- Excerto do documento:
*****
Pó enamorado: E as Montanhas Ecoaram, Khaled Hosseini

Khaled Hosseini retratou o amor filial   e o Afeganistão  e arrasou as tabelas. Outono de 1952, Afeganistão. Na aldeia isolada de Shadbagh, ...

sábado, junho 25, 2011

Cleópatra | rainha sem rosto

Ceópatra, Michelangelo

Logo no início, Stacy Schiff esclarece que, até hoje, nenhum retrato em pedra de Cleópatra VII se revelou fidedigno. Daí que, insiste, permaneça acertado o remoque do escritor francês André Malraux: «Nefertiti é um rosto sem rainha; Cleópatra é uma rainha sem rosto.» Mais do que desvendar os traços exactos da face, foi a vontade de dar consistência à vida e aos actos desta figura lendária o que moveu a biógrafa norte-americana (vencedora de um prémio Pulitzer por Véra, sobre a mulher de Vladimir Nabokov; autora de Saint-Exupéry; A Biography e do estudo A Great Improvisation: Franklin, France, and the Birth of America). Cleópatra, biografia datada de 2010, é mais convincente do que qualquer outro ensaio histórico sobre a última rainha do Egipto e tão cativante como qualquer abordagem ficcional. Vingando-se dos mitos, Cleópatra ressurge com toda a carne e osso da sua grandiosidade, um misto de «suprema confiança» e de «superlativos poderes de persuasão».
*****
- Registos apresentados:
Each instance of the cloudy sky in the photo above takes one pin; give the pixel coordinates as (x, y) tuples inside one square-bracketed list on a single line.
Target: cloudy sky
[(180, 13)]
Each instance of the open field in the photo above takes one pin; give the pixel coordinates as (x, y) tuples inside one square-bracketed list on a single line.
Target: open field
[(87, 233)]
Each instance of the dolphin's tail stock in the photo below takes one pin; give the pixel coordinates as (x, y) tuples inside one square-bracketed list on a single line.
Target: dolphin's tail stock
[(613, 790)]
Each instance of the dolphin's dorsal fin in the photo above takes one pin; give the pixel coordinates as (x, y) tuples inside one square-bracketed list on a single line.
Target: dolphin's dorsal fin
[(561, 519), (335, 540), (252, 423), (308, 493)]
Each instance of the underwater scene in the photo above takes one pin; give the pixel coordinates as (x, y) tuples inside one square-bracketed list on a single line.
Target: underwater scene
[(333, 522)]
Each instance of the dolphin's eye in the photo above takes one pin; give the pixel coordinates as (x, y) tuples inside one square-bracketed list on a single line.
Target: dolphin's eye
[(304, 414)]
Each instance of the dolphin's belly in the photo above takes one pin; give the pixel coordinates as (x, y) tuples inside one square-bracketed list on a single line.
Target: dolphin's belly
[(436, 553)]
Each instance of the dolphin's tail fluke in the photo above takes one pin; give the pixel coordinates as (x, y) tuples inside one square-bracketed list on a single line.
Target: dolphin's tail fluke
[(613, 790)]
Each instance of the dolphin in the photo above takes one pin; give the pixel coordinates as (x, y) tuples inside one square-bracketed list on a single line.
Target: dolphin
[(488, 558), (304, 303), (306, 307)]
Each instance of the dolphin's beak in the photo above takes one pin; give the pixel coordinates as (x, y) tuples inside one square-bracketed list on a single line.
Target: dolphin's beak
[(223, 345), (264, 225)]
*****
- Complete o seguinte:
a - Enumere todas as obras de Stacy Schiff que o excerto sobre Cleópatra refere.
b - Devolva, sem qualquer alteração, tudo o que vai do início dos registos até à linha que contém "[(436, 553)]", incluindo ambas as extremidades.

- Respostas:
a -
- Véra
- Saint-Exupéry; A Biography
- A Great Improvisation: Franklin, France, and the Birth of America
- Cleópatra

b -
Each instance of the cloudy sky in the photo above takes one pin; give the pixel coordinates as (x, y) tuples inside one square-bracketed list on a single line.
Target: cloudy sky
[(180, 13)]
Each instance of the open field in the photo above takes one pin; give the pixel coordinates as (x, y) tuples inside one square-bracketed list on a single line.
Target: open field
[(87, 233)]
Each instance of the dolphin's tail stock in the photo below takes one pin; give the pixel coordinates as (x, y) tuples inside one square-bracketed list on a single line.
Target: dolphin's tail stock
[(613, 790)]
Each instance of the dolphin's dorsal fin in the photo above takes one pin; give the pixel coordinates as (x, y) tuples inside one square-bracketed list on a single line.
Target: dolphin's dorsal fin
[(561, 519), (335, 540), (252, 423), (308, 493)]
Each instance of the underwater scene in the photo above takes one pin; give the pixel coordinates as (x, y) tuples inside one square-bracketed list on a single line.
Target: underwater scene
[(333, 522)]
Each instance of the dolphin's eye in the photo above takes one pin; give the pixel coordinates as (x, y) tuples inside one square-bracketed list on a single line.
Target: dolphin's eye
[(304, 414)]
Each instance of the dolphin's belly in the photo above takes one pin; give the pixel coordinates as (x, y) tuples inside one square-bracketed list on a single line.
Target: dolphin's belly
[(436, 553)]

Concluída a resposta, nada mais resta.